Assigned task
Please pull out each line below that contains the word "positive", treating uppercase and lowercase as different.

◆ ◆ ◆ ◆ ◆

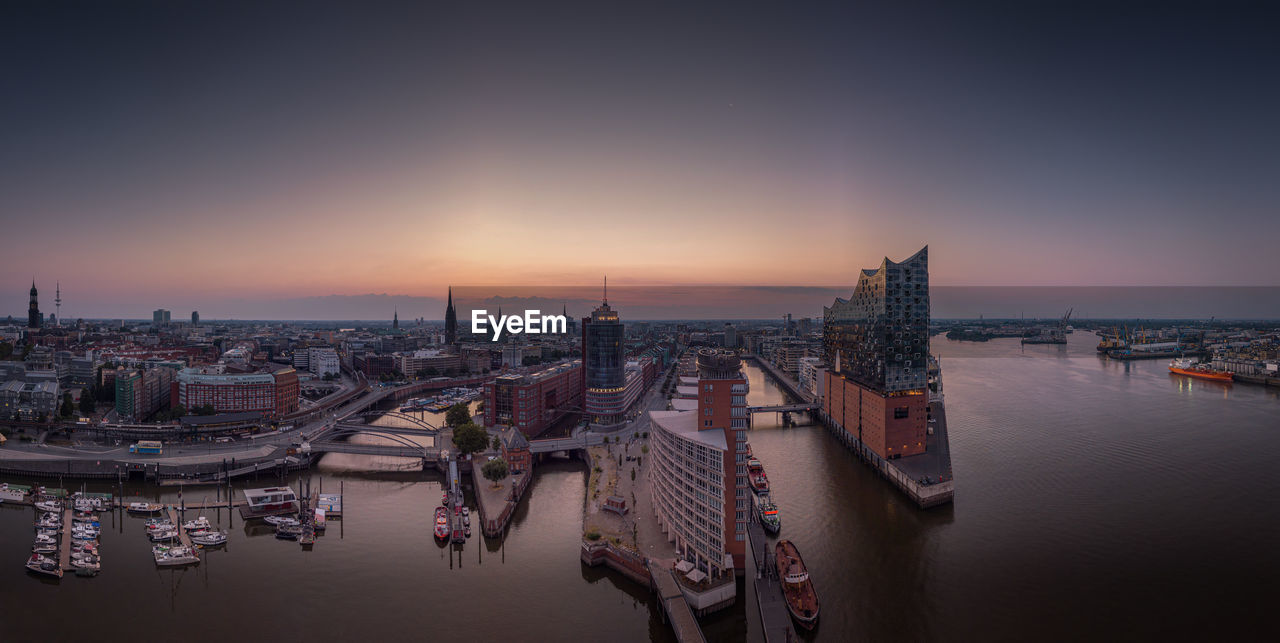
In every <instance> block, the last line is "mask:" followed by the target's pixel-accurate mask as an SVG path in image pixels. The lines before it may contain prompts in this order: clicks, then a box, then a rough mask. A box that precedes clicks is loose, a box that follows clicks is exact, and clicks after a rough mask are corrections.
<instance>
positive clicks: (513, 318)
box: [471, 309, 568, 342]
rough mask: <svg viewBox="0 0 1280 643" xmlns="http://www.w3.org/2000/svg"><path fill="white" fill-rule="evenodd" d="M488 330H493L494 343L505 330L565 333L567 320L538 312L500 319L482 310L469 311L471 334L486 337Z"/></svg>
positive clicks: (567, 323) (475, 309)
mask: <svg viewBox="0 0 1280 643" xmlns="http://www.w3.org/2000/svg"><path fill="white" fill-rule="evenodd" d="M490 328H492V329H493V341H494V342H497V341H498V338H499V337H502V332H503V330H507V334H518V333H529V334H540V333H567V332H568V318H566V316H564V315H543V314H541V311H540V310H526V311H525V315H524V316H520V315H502V316H500V318H495V316H493V315H490V314H489V311H488V310H484V309H474V310H471V333H474V334H479V336H486V334H489V329H490Z"/></svg>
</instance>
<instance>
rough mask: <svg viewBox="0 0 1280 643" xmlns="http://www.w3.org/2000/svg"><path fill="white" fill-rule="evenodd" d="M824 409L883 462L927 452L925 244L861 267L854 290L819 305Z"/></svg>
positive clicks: (925, 280) (926, 295)
mask: <svg viewBox="0 0 1280 643" xmlns="http://www.w3.org/2000/svg"><path fill="white" fill-rule="evenodd" d="M823 347H824V352H826V357H827V365H828V371H827V374H826V397H824V400H823V410H824V411H826V414H827V415H828V416H829V418H831V420H832V421H835V423H836V424H838V425H840V427H841V428H844V429H845V430H846V432H849V433H850V434H852V435H856V437H858V438H859V439H860V441H861V442H863V444H865V446H867V447H868V448H870V451H873V452H874V453H876V455H877V456H879V457H882V459H897V457H902V456H911V455H918V453H923V452H924V451H925V430H927V421H928V418H927V416H928V389H927V387H928V360H929V272H928V247H924V248H922V250H920V251H919V252H916V254H915V255H913V256H911V257H909V259H906V260H905V261H901V263H893V261H890V260H888V259H884V261H883V263H882V264H881V266H879V269H876V270H863V272H861V273H860V274H859V278H858V286H856V288H855V289H854V295H852V296H851V297H850V298H847V300H844V298H837V300H836V301H835V302H833V304H832V305H831V306H828V307H824V309H823Z"/></svg>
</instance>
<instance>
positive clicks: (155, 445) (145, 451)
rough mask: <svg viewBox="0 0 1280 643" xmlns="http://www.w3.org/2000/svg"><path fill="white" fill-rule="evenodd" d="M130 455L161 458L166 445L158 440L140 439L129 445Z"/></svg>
mask: <svg viewBox="0 0 1280 643" xmlns="http://www.w3.org/2000/svg"><path fill="white" fill-rule="evenodd" d="M129 453H145V455H155V456H159V455H160V453H164V444H163V443H161V442H160V441H156V439H140V441H137V442H134V443H133V444H129Z"/></svg>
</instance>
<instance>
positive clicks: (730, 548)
mask: <svg viewBox="0 0 1280 643" xmlns="http://www.w3.org/2000/svg"><path fill="white" fill-rule="evenodd" d="M696 360H698V375H696V382H698V383H696V392H698V401H696V407H694V409H692V410H675V411H649V416H650V419H652V420H653V424H652V427H653V432H652V434H650V438H652V439H650V444H652V451H650V455H652V457H653V469H650V470H649V479H650V483H652V484H653V502H654V512H655V514H657V516H658V524H659V526H660V528H662V529H663V532H664V533H666V534H667V537H668V538H669V539H671V541H672V542H673V543H676V551H677V552H678V555H680V556H681V557H682V558H684V560H686V561H689V562H691V564H694V566H695V569H699V570H701V571H703V573H704V574H707V575H708V576H709V578H710V579H712V580H717V579H732V578H733V575H735V574H742V573H744V571H745V569H746V567H745V564H746V560H745V553H746V524H748V520H749V517H750V506H749V503H750V491H749V488H748V482H746V427H748V410H746V393H748V380H746V375H745V374H742V370H741V364H740V361H739V357H737V356H736V355H735V354H733V352H731V351H721V350H714V348H703V350H700V351H699V352H698V357H696ZM690 406H691V405H690Z"/></svg>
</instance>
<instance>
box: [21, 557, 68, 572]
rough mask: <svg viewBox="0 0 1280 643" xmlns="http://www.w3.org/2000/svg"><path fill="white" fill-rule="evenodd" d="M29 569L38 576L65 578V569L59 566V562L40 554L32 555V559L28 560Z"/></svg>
mask: <svg viewBox="0 0 1280 643" xmlns="http://www.w3.org/2000/svg"><path fill="white" fill-rule="evenodd" d="M27 569H29V570H31V571H35V573H37V574H47V575H50V576H58V578H63V569H61V567H59V566H58V561H55V560H54V558H50V557H47V556H41V555H38V553H32V555H31V557H29V558H27Z"/></svg>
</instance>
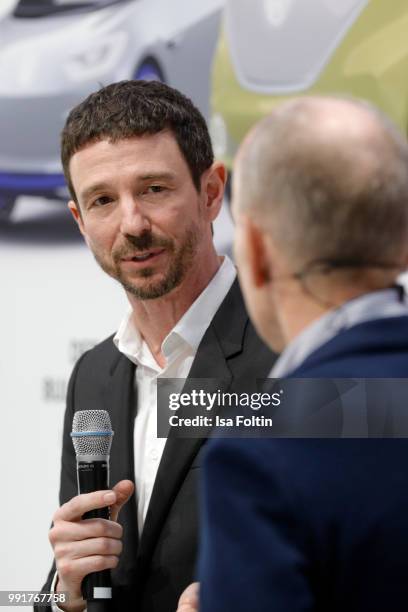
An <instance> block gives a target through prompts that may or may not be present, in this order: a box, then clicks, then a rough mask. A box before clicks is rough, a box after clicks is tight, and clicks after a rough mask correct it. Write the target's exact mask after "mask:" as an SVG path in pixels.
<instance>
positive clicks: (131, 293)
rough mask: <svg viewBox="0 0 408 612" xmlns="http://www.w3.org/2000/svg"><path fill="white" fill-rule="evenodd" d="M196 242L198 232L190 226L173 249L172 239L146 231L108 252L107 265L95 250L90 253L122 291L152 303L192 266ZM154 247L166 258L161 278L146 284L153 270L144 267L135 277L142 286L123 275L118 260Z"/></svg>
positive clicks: (197, 242)
mask: <svg viewBox="0 0 408 612" xmlns="http://www.w3.org/2000/svg"><path fill="white" fill-rule="evenodd" d="M198 241H199V231H198V228H197V227H196V226H195V225H194V224H193V225H192V226H191V227H190V228H189V229H188V230H187V231H186V233H185V236H184V240H183V242H182V243H181V244H180V246H179V247H176V245H175V243H174V241H173V240H172V239H170V238H162V237H160V236H155V235H154V234H153V233H152V232H150V231H148V230H146V231H144V232H143V233H142V234H140V236H131V235H129V236H127V238H126V243H125V244H122V245H120V246H119V247H116V248H115V249H114V250H113V251H112V262H113V263H112V262H110V261H108V260H107V258H106V257H105V256H104V255H103V254H101V253H100V252H98V250H97V249H92V251H93V255H94V257H95V259H96V261H97V262H98V264H99V265H100V267H101V268H102V270H104V272H106V273H107V274H109V276H112V278H114V279H116V280H117V281H118V282H119V283H120V284H121V285H122V287H123V288H124V289H125V291H127V292H128V293H130V294H131V295H133V296H135V297H136V298H138V299H139V300H154V299H157V298H160V297H162V296H164V295H166V294H167V293H170V291H172V290H173V289H175V288H176V287H178V286H179V285H180V283H181V282H182V281H183V279H184V278H185V276H186V274H187V272H188V270H189V269H190V268H191V266H192V265H193V262H194V259H195V255H196V253H197V245H198ZM157 247H159V248H164V249H165V250H166V252H167V253H168V254H169V256H170V263H169V265H168V268H167V270H166V271H165V272H164V274H163V276H162V278H160V279H156V280H154V279H153V278H152V280H151V281H150V282H149V278H151V277H153V276H154V275H155V269H154V267H153V266H152V267H149V266H148V265H146V267H145V268H143V269H142V270H140V271H139V273H138V277H139V279H144V282H143V283H138V282H137V281H136V280H132V279H131V278H129V277H128V276H127V275H126V274H124V272H123V270H122V269H121V267H120V262H121V260H122V259H124V258H127V257H132V256H134V255H137V254H138V252H142V251H146V250H149V249H152V248H157Z"/></svg>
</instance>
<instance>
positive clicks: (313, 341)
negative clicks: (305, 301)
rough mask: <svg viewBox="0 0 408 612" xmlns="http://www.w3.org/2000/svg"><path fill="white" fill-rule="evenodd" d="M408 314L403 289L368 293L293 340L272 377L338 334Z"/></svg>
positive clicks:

◆ ◆ ◆ ◆ ◆

Reply to the task
positive clicks: (513, 318)
positive clicks: (567, 323) (475, 309)
positive clicks: (925, 280) (926, 295)
positive clicks: (155, 445) (145, 451)
positive clicks: (730, 548)
positive clicks: (131, 293)
positive clicks: (197, 242)
positive clicks: (313, 341)
positive clicks:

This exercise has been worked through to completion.